*Exercício escrito A*.
Reescale as linhas fornecidas mais abaixo, desde a linha que contém "of the shredded" até ao fim das linhas, ambas incluídas. Reescreva-as todas, com os pedidos, multiplicando por 1,5 cada coordenada dos pontos nas respostas (não as dos pedidos nem as dos modelos de formato) e arredondando para números inteiros, com as metades para cima.

*Texto fornecido*.
- - - - - - -

Todavia, a Sé de Coimbra não era a única detentora de terras em Aguim. O convento crúzio [15], detem igualmente alguns bens em Aguim. Adquiriu-os por duas vias: a primeira por dádivas via testamentos e a segunda por compra. Quanto ao primeiro modo há que referir que era bastante frequente as pessoas, quando sentiam a morte aproximar-se ou, quando pretendiam a protecção de um senhor mais poderoso, deixarem em testamento muitos dos seus bens terrenos a instituições religiosas para estas os protegerem tanto na vida terrena como no post-mortem. Relativamente a Aguim temos os casos de Cid Aires e esposa (1133), Goncinha Gonçalves (1138), Gónia Mendez (1140) e Soeiro Mendez (1153) que no conjunto entregaram ao mosteiro crúzio qualquer coisa como quatro herdades que tinham em Aguim [16].
A compra foi outra solução adoptada pelos crúzios para aumentarem o seu património. Dispondo de algum poder económico o referido convento efectuou cinco compra em Aguim, nomeadamente duas metades de casais e três partes de uma herdade. Em troca o convento pagou algumas moedas sonantes (10 morabitinos de ouro), objectos de luxo para uso doméstico (dois tirazes [17]).
Todos estes bens de Santa Cruz vão ingressar em 1545 no património da Universidade de Coimbra. Com a morte do último prior-mór de Santa Cruz, D. Duarte, filho ilegítimo de D. João III, o monarca decidiu anexar os bens deste priorado à Universidade definitivamente instalada em Coimbra desde 1537. Desse modo, Aguim surge no Livro da Fazenda e Rendas da Universidade de Coimbra elaborada em 1570 por Simão de Figueiró [18].

- - - - - - -

*Linhas fornecidas*.

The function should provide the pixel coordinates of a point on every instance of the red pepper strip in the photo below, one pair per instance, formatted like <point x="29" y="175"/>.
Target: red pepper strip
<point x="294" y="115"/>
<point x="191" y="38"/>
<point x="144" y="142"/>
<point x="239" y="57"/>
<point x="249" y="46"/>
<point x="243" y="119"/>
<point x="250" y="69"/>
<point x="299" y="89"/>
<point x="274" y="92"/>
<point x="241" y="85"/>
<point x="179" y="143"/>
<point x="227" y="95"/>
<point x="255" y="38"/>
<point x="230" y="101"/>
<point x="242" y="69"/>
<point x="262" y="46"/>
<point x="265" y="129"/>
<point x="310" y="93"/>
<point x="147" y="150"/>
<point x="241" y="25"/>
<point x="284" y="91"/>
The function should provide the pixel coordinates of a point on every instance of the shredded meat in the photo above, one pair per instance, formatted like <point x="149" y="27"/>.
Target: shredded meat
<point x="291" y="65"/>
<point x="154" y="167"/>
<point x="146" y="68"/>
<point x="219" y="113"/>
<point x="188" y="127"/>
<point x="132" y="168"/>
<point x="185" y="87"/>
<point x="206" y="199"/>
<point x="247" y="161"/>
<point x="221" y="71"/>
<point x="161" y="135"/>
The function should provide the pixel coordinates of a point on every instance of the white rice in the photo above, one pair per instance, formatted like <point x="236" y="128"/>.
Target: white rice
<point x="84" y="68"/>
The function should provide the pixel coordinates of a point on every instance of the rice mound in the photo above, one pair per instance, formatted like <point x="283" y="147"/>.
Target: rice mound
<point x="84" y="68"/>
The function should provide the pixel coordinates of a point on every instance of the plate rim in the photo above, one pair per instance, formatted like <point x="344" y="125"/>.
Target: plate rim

- - - - - - -

*Exercício escrito B*.
Transcreva sem alterações, do texto sobre os bens em Aguim, tudo desde "Todos estes bens" até "de Figueiró [18].".

*Resposta completa A*.
The function should provide the pixel coordinates of a point on every instance of the shredded meat in the photo above, one pair per instance, formatted like <point x="149" y="27"/>.
Target: shredded meat
<point x="437" y="98"/>
<point x="231" y="251"/>
<point x="219" y="102"/>
<point x="329" y="170"/>
<point x="282" y="191"/>
<point x="198" y="252"/>
<point x="278" y="131"/>
<point x="309" y="299"/>
<point x="371" y="242"/>
<point x="332" y="107"/>
<point x="242" y="203"/>
The function should provide the pixel coordinates of a point on every instance of the white rice in the photo above, one pair per instance, formatted like <point x="236" y="128"/>.
Target: white rice
<point x="126" y="102"/>
The function should provide the pixel coordinates of a point on every instance of the rice mound in the photo above, one pair per instance, formatted like <point x="283" y="147"/>.
Target: rice mound
<point x="126" y="102"/>
The function should provide the pixel coordinates of a point on every instance of the plate rim in the photo above, one pair per instance, formatted like <point x="344" y="125"/>.
Target: plate rim

*Resposta completa B*.
Todos estes bens de Santa Cruz vão ingressar em 1545 no património da Universidade de Coimbra. Com a morte do último prior-mór de Santa Cruz, D. Duarte, filho ilegítimo de D. João III, o monarca decidiu anexar os bens deste priorado à Universidade definitivamente instalada em Coimbra desde 1537. Desse modo, Aguim surge no Livro da Fazenda e Rendas da Universidade de Coimbra elaborada em 1570 por Simão de Figueiró [18].